* _Work instructions_: The lines to print run from the top of the material below to the line with "negative clicks: (328, 342) (297, 300)", inclusive; please copy them exactly, without pictures.

* _Data_:
------------------------------------
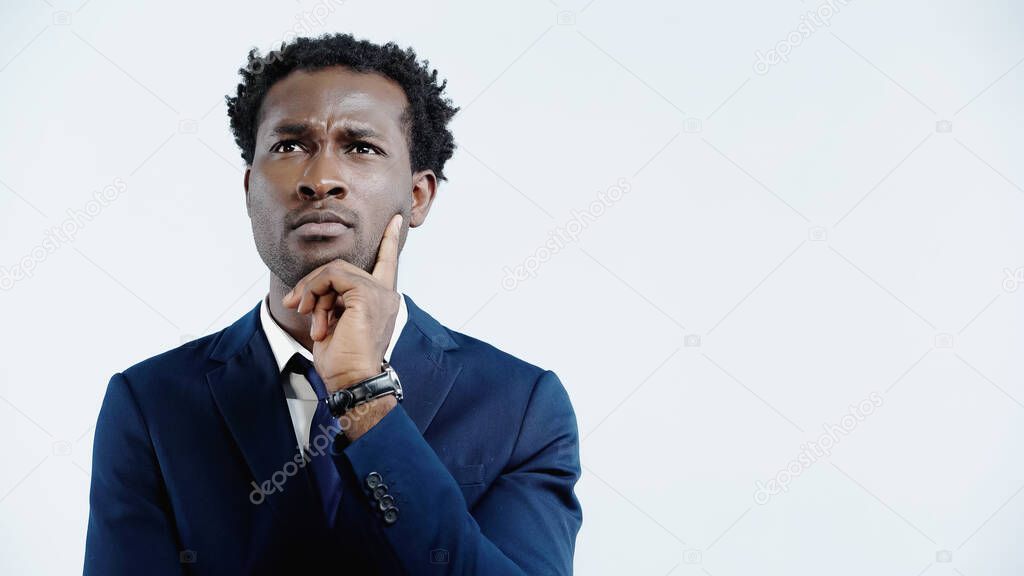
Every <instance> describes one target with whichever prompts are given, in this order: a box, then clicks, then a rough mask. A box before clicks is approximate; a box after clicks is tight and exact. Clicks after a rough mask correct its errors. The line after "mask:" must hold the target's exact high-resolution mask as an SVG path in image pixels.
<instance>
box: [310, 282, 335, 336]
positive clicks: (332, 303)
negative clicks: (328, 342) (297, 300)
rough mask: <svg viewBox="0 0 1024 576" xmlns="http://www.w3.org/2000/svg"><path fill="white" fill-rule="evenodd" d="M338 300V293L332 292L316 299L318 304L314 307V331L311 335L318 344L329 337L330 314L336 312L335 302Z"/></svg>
mask: <svg viewBox="0 0 1024 576" xmlns="http://www.w3.org/2000/svg"><path fill="white" fill-rule="evenodd" d="M337 298H338V294H337V293H336V292H330V293H328V294H325V295H323V296H319V297H317V298H316V304H315V305H314V306H313V322H314V325H313V326H314V329H313V330H312V333H311V334H310V336H311V337H312V339H313V340H315V341H317V342H318V341H321V340H323V339H324V338H326V337H327V334H328V330H329V328H330V314H331V311H332V310H334V302H335V300H337Z"/></svg>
------------------------------------
* _Result for this task_:
Every <instance> describes one target with whichever prompts are given, in this order: a box, then clicks, then a rough mask. A box before clicks is approximate; a box after clicks is tight and exact. Clicks after a rough mask correct its errors. The line after "mask:" must hold the target's exact high-resolution mask as an SVG path in image pixels.
<instance>
box: [310, 282, 335, 336]
positive clicks: (332, 303)
negative clicks: (328, 342) (297, 300)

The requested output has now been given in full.